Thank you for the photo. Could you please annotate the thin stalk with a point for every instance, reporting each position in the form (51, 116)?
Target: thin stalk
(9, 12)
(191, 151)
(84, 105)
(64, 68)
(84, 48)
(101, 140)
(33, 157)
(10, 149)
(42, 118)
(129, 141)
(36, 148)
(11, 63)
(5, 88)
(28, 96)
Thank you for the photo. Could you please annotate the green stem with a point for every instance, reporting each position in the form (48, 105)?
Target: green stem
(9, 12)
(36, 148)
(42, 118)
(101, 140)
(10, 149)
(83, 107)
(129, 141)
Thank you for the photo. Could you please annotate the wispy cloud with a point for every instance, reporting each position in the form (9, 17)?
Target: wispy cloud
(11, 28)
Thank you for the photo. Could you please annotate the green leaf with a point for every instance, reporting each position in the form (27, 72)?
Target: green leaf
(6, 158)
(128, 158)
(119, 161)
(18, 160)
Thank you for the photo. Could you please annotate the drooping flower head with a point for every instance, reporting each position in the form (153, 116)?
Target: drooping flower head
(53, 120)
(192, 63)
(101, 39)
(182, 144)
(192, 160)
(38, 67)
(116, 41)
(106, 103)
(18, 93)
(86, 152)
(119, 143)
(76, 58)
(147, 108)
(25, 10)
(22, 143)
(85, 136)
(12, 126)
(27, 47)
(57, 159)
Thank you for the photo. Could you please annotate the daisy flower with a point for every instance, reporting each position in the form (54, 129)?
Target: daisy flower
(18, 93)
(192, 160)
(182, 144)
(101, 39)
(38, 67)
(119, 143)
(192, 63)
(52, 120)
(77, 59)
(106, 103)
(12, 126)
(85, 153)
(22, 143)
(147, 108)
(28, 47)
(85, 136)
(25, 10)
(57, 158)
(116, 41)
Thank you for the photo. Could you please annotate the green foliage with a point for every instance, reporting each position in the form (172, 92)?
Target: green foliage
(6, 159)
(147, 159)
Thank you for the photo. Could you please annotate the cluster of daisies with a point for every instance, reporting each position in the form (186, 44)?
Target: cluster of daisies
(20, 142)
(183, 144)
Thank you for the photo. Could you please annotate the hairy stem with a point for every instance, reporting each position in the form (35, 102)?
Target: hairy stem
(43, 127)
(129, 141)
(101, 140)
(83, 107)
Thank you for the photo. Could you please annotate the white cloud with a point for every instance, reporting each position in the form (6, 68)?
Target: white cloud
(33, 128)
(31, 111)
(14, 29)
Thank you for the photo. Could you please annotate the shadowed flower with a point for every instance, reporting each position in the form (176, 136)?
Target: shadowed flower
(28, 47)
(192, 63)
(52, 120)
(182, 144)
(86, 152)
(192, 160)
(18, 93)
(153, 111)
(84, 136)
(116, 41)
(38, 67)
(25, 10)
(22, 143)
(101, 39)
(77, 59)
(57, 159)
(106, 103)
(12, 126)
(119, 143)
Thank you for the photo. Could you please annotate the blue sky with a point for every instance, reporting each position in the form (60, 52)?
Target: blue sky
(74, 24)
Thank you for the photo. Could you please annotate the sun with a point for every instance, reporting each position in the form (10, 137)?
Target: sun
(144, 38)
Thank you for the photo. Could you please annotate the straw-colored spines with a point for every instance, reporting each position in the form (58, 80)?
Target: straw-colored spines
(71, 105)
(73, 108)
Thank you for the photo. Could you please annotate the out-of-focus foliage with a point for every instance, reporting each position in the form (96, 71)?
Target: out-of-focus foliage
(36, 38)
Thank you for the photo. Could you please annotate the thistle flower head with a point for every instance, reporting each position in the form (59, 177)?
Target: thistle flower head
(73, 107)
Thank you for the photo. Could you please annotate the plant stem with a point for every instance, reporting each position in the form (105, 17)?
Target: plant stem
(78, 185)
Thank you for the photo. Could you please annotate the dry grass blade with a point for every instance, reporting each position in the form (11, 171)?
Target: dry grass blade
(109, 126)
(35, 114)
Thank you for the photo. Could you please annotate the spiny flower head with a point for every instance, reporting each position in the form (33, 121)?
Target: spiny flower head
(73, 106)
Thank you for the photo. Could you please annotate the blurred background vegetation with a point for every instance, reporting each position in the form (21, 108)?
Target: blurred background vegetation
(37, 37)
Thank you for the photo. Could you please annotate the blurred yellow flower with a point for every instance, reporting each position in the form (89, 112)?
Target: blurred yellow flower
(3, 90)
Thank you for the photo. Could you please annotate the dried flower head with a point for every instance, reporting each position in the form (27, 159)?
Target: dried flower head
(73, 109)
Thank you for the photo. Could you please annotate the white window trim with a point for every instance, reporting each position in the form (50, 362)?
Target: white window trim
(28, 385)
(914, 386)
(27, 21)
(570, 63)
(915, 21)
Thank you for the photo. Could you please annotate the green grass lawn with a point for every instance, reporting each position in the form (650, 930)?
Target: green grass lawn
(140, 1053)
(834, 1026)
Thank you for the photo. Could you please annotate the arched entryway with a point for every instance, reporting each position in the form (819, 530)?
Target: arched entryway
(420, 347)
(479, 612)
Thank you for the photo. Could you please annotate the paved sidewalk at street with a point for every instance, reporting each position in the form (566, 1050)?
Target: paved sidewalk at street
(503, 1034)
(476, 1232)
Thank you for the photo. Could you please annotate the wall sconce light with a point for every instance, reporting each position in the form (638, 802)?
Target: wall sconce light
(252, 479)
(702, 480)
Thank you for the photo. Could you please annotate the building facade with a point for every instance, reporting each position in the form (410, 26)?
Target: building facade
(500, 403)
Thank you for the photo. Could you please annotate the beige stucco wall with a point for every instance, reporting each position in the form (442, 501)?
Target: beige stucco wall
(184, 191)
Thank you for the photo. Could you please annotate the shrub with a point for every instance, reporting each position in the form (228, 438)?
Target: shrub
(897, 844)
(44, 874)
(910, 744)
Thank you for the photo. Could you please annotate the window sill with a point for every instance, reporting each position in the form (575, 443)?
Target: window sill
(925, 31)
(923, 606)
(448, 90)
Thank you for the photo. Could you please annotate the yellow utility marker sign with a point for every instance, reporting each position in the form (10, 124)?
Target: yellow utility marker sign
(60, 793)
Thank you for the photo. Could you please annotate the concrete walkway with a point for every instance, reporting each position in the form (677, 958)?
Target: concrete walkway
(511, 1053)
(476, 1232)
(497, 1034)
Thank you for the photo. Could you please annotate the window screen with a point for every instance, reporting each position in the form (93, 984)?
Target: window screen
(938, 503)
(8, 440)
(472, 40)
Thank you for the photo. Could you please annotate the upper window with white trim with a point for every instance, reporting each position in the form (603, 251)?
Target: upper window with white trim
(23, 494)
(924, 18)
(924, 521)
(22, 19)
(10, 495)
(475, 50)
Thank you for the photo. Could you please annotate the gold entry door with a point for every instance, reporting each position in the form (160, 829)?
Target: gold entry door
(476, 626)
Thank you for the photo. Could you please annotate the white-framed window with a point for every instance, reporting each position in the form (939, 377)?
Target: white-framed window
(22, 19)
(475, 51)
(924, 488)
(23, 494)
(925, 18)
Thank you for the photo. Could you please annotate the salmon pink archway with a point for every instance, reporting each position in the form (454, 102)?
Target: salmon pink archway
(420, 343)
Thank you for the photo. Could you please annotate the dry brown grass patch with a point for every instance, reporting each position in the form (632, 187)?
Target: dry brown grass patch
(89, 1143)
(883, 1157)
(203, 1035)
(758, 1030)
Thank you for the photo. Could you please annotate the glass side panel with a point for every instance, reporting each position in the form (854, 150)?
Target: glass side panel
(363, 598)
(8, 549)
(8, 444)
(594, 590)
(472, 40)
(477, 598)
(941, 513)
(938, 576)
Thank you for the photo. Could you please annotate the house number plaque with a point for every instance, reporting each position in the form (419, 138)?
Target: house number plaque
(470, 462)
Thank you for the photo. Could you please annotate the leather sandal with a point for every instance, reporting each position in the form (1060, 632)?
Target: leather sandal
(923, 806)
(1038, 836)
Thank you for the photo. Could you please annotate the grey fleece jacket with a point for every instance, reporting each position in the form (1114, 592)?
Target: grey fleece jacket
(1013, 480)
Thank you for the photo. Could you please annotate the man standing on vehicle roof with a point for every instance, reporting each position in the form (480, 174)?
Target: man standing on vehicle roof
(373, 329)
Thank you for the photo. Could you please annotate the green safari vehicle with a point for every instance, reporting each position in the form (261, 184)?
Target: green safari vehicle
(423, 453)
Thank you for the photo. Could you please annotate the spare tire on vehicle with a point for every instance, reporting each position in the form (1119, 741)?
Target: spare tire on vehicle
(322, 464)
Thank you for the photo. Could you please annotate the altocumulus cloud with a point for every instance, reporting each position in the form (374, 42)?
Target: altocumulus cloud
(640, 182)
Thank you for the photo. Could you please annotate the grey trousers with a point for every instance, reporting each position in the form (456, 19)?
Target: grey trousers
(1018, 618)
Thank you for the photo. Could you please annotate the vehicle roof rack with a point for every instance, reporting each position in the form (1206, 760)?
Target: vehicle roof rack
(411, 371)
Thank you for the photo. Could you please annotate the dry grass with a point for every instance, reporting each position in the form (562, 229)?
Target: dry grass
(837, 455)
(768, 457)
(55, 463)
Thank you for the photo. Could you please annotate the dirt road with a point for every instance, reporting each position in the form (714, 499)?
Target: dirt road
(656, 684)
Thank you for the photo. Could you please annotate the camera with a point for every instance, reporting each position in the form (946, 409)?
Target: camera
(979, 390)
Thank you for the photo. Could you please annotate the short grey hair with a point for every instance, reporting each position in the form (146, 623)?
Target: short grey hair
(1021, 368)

- **GOAL OF THE EXERCISE**: Reproduce everything from the line containing "form (939, 377)?" down to the line containing "(1013, 480)", inclusive, with the requests retained, and rescale each point coordinate in the answers by a factor of 1.25, rounding to the nearest whole number with halves rounded up. Leave every number in the requests unchanged, including the sample coordinates they give.

- **FINISHED EXERCISE**:
Thank you for the photo. Could you please annotate the white-framed window with a point for every instance, reporting each position in the form (939, 377)?
Target: white-framed window
(28, 24)
(594, 64)
(1155, 610)
(29, 618)
(1156, 23)
Thank you for the photo. Could you please annotate the salmon pink archway with a point for every instance, reporting each position in the form (454, 102)?
Target: salmon pink archway
(525, 429)
Thank you for the photo. Could you please annotate the dry brown grass patch with a point for every instance, reporting each position in the form (632, 187)?
Target: dry brown grass patch
(111, 1429)
(1104, 1446)
(254, 1294)
(948, 1288)
Thank you for the photo. Could you please annotate the glass side panel with a point for every instance, reporting each position in the form (854, 150)?
Target: glass side panel
(454, 748)
(10, 686)
(10, 555)
(743, 738)
(590, 50)
(596, 748)
(1176, 641)
(1173, 720)
Thank you for the photo. Could you please annotate the house number plaque with a point for every instance, reporting each position in the form (419, 138)?
Target: house number plaque
(588, 578)
Thank you for the photo. Could you please annotate the leather sandal with a point for every instance, reporting each position in the form (1060, 632)?
Target: leather sandal
(1154, 1008)
(1298, 1045)
Thank you for the photo. Could you please annotate the grey fleece jacket with a point for every instance, reporting each position in the form (1114, 592)?
Target: grey fleece jacket
(1266, 600)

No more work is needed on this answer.